## What to do
Rewrite the material from its first line through the line containing "(1007, 356)", swapping "black hair" for "dark hair" and leaving everything else the same.
─── Given data ───
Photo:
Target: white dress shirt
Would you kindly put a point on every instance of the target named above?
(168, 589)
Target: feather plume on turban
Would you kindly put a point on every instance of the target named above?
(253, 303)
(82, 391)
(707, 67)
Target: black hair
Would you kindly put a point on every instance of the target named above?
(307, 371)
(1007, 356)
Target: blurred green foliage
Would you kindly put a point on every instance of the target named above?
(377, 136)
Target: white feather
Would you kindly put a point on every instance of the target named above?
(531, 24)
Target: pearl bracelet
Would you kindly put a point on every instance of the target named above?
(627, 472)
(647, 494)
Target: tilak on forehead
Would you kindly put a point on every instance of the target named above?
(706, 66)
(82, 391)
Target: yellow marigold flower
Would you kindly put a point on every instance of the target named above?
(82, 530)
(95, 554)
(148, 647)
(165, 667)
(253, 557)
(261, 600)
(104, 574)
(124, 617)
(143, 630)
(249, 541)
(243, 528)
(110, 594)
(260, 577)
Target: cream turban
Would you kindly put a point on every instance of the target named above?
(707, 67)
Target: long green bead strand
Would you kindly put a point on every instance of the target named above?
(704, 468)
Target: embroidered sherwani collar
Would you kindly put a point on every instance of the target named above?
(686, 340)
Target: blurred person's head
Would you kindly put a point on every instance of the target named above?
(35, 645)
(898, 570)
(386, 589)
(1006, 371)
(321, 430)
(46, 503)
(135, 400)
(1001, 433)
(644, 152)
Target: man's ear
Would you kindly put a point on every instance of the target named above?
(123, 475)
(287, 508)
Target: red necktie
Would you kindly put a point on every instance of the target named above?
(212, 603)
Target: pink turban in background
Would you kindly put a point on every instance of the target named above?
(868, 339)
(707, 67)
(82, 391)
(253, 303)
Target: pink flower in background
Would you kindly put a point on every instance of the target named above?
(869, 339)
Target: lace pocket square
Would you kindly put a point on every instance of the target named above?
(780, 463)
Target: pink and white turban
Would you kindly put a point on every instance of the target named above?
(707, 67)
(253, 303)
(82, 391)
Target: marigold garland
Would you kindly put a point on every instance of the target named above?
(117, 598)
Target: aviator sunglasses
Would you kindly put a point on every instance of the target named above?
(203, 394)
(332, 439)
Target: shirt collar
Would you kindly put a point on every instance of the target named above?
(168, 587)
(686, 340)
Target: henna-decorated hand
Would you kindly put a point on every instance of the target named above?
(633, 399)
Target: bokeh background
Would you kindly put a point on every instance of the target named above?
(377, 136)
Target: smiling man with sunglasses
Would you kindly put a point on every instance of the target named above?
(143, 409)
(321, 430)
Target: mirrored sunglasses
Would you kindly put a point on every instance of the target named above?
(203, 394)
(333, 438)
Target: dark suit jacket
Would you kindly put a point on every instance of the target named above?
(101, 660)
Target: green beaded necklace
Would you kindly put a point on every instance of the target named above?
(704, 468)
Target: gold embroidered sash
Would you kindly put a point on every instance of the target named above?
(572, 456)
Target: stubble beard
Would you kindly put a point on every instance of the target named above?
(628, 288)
───
## Written response
Photo:
Target: white dress shirt
Would you kindly put a point on every instance of the target named above?
(168, 589)
Target: feather plume on turban
Would you kindly put a point on every instance of the target named above?
(253, 303)
(82, 391)
(707, 67)
Target: dark hair
Would you kindly put a point on every instance of the target named above?
(307, 371)
(1007, 356)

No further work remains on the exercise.